> _Task description_
Put the data below into a Markdown table with the columns "No." and "Text", giving each line a row number and leaving out blank lines. Begin at the line that has "Target = boy's outstretched arm" and stop after the line that has "122), (299, 77)]".

▬▬▬▬▬▬

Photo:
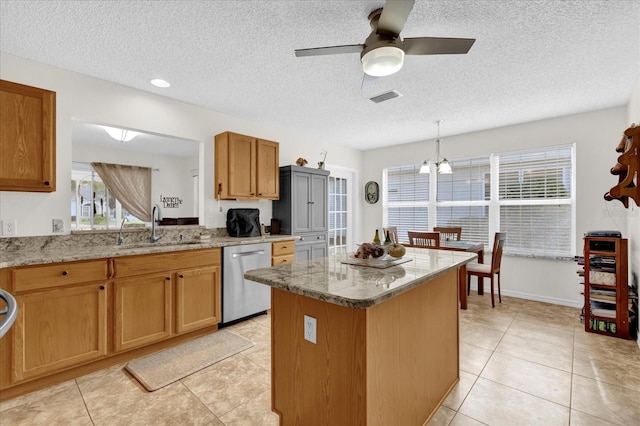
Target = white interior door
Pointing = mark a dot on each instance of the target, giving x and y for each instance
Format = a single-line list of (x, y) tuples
[(340, 211)]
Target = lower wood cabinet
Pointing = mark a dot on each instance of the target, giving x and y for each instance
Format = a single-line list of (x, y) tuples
[(57, 329), (74, 314), (142, 310), (282, 252), (197, 298), (182, 297)]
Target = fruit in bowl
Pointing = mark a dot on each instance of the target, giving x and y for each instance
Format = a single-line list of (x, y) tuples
[(366, 250)]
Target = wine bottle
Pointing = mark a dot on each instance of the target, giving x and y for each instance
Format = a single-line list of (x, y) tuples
[(387, 240)]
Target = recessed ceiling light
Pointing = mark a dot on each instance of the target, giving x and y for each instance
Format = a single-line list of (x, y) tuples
[(158, 82)]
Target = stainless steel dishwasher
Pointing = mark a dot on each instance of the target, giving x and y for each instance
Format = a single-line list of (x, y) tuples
[(242, 298)]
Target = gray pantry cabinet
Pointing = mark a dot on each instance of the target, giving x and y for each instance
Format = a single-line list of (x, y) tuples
[(303, 209)]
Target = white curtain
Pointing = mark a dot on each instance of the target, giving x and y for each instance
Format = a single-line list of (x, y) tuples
[(131, 185)]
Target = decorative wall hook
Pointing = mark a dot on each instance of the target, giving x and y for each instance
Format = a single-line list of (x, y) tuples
[(627, 169)]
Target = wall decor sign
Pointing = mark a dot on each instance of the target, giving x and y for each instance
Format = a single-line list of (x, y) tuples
[(371, 192), (170, 202)]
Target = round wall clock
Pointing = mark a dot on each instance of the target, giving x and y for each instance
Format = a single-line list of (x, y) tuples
[(371, 192)]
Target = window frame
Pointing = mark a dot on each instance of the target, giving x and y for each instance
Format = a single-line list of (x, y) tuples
[(495, 203)]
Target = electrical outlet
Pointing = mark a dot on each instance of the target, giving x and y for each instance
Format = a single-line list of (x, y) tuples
[(58, 226), (310, 329), (9, 228)]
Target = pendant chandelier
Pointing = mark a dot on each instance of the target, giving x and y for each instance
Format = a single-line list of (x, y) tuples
[(442, 165)]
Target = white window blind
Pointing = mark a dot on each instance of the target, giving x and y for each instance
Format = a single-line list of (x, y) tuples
[(406, 199), (532, 200), (463, 199), (536, 193)]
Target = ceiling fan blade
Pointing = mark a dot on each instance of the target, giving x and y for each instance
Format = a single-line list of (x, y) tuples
[(368, 81), (332, 50), (436, 45), (393, 17)]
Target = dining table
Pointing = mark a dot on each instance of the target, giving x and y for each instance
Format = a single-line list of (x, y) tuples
[(468, 246)]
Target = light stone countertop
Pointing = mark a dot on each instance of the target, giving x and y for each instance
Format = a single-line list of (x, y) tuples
[(57, 249), (330, 280)]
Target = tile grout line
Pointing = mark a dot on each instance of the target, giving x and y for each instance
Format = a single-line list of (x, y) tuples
[(84, 401)]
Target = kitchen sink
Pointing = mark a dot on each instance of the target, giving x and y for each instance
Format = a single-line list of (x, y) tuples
[(160, 244)]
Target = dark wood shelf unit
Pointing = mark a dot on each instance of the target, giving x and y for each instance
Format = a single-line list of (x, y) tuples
[(608, 308)]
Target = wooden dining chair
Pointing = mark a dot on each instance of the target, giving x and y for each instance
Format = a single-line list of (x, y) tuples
[(424, 239), (483, 271), (447, 232), (393, 233)]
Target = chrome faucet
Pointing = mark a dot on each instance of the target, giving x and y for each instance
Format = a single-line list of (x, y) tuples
[(154, 237)]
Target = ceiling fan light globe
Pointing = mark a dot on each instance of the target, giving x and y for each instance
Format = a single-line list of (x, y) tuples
[(383, 61), (121, 135)]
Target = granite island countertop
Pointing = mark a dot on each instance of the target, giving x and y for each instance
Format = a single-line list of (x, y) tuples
[(60, 249), (330, 280)]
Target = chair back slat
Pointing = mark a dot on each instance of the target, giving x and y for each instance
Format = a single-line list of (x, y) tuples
[(393, 233), (496, 256), (424, 239), (452, 233)]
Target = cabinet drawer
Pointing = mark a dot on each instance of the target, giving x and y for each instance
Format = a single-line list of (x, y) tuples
[(152, 263), (282, 248), (279, 260), (58, 274)]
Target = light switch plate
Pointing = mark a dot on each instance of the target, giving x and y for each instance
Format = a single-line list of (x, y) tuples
[(58, 226), (9, 228), (310, 329)]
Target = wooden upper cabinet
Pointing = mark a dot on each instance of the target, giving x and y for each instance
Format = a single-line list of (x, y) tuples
[(27, 138), (246, 167)]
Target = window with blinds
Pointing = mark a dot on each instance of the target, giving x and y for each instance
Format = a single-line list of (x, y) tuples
[(405, 199), (532, 200), (536, 196), (463, 199)]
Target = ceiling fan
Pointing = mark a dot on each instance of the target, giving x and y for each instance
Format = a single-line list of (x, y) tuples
[(383, 51)]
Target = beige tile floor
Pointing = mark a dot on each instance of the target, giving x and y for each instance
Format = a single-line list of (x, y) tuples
[(522, 363)]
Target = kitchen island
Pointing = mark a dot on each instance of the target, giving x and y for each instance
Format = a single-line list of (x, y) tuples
[(386, 340)]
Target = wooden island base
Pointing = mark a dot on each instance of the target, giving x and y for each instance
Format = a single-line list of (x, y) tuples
[(390, 364)]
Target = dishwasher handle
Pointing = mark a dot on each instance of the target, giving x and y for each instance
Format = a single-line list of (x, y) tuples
[(248, 253)]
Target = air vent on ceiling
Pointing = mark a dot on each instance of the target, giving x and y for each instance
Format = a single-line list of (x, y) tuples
[(385, 96)]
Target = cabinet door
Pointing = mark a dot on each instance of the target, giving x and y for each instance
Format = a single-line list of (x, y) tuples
[(303, 252), (301, 203), (242, 169), (197, 298), (60, 328), (319, 197), (267, 170), (142, 310), (27, 138)]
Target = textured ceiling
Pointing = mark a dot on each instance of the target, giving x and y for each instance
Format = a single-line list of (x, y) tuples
[(532, 60)]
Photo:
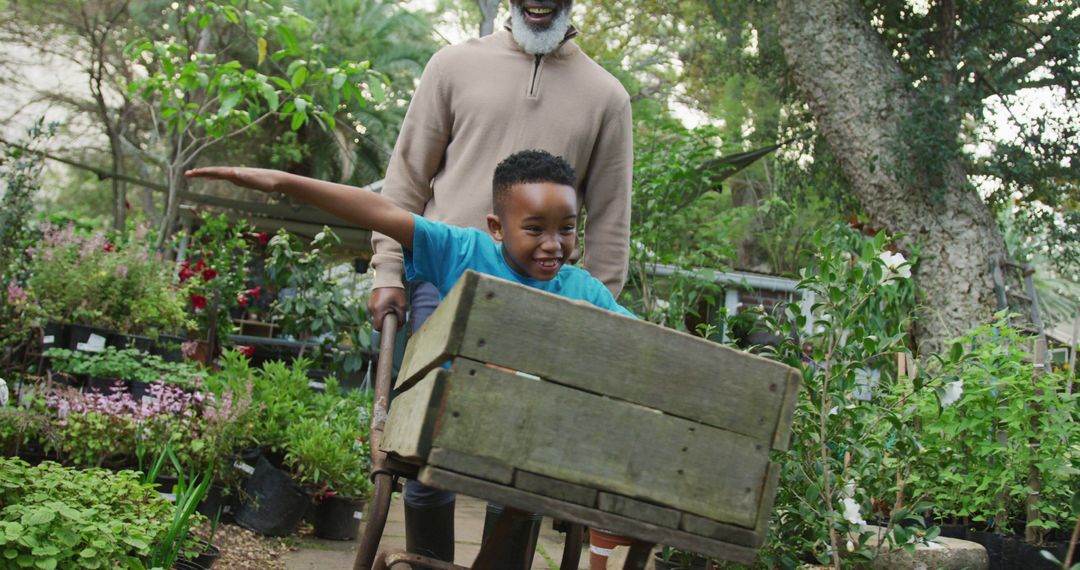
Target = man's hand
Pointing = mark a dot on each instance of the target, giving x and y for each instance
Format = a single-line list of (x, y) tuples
[(262, 179), (383, 301)]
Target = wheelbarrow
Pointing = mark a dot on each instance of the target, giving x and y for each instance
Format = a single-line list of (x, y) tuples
[(551, 406)]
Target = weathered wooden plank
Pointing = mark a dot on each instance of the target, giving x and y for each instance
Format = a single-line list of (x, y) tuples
[(609, 445), (602, 352), (440, 337), (584, 515), (554, 488), (638, 510), (412, 419), (474, 465)]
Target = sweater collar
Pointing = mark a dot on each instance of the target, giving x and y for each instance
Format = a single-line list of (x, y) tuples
[(565, 48)]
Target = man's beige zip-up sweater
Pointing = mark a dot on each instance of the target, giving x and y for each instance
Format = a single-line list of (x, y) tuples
[(484, 99)]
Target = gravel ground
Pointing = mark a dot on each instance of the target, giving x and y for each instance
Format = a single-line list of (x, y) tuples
[(243, 550)]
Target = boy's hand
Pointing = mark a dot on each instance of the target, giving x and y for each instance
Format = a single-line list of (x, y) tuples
[(262, 179), (383, 301)]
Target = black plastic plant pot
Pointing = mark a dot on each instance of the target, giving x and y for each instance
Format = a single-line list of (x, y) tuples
[(76, 381), (207, 554), (215, 502), (106, 385), (338, 517), (273, 503), (55, 336), (120, 340), (88, 338), (994, 543)]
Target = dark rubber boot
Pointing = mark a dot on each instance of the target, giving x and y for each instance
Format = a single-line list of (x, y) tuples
[(515, 554), (429, 531)]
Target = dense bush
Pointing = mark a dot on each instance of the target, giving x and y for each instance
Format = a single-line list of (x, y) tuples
[(59, 517)]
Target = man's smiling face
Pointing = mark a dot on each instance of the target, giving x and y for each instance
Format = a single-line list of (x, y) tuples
[(540, 14)]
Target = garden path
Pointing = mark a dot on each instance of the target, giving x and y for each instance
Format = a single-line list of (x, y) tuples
[(316, 554)]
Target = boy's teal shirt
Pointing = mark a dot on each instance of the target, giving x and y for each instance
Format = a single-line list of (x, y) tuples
[(442, 253)]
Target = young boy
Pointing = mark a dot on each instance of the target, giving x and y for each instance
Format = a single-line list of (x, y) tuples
[(534, 231), (534, 227)]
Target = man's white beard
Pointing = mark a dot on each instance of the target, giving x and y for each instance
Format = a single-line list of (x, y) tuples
[(538, 42)]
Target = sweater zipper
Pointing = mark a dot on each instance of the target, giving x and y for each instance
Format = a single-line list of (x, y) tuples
[(536, 76)]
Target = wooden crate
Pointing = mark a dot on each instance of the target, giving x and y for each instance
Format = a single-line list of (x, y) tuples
[(611, 421)]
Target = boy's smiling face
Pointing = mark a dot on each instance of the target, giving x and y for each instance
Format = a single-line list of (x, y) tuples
[(538, 227)]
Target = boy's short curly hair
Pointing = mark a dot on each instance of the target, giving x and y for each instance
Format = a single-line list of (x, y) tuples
[(529, 166)]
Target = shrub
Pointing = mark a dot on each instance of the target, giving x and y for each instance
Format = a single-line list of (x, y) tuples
[(59, 517)]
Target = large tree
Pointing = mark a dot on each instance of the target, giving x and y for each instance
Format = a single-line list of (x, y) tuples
[(906, 99), (896, 125)]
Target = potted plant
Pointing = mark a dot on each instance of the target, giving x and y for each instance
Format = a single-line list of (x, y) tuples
[(328, 451), (214, 275), (43, 502)]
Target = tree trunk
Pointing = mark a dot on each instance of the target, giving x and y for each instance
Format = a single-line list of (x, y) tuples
[(861, 98), (488, 10)]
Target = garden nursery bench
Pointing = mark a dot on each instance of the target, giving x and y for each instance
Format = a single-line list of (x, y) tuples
[(552, 406)]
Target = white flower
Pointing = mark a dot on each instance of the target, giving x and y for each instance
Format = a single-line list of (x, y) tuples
[(895, 265), (953, 393), (851, 512)]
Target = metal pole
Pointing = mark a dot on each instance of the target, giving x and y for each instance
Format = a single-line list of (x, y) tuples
[(379, 507)]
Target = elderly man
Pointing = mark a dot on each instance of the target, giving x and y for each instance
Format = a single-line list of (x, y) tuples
[(527, 86)]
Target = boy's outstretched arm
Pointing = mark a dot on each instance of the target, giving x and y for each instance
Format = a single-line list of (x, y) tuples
[(366, 209)]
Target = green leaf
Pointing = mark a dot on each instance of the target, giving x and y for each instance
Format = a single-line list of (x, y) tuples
[(287, 38), (377, 92), (229, 102), (956, 352), (297, 122), (299, 77)]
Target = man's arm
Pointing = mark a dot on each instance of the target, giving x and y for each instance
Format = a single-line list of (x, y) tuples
[(362, 207), (608, 186), (417, 157)]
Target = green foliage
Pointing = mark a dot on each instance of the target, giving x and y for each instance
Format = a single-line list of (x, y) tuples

▬▬▬▬▬▬

> _Solution to the problem_
| No. | Text |
|---|---|
| 1 | Target = boy's outstretched arm |
| 2 | Pointing = mark a dot on each instance of the target, giving x and y for each instance |
| 3 | Format = a single-line list of (x, y) tuples |
| 4 | [(366, 209)] |
| 5 | Target = green leaf |
| 6 | Pointing = mark a dot on each instance of the target, giving x and y for each instance |
| 7 | Format = a single-line list of (x, y) tuples |
| 8 | [(287, 38), (377, 92), (229, 102), (956, 352), (297, 122), (299, 77)] |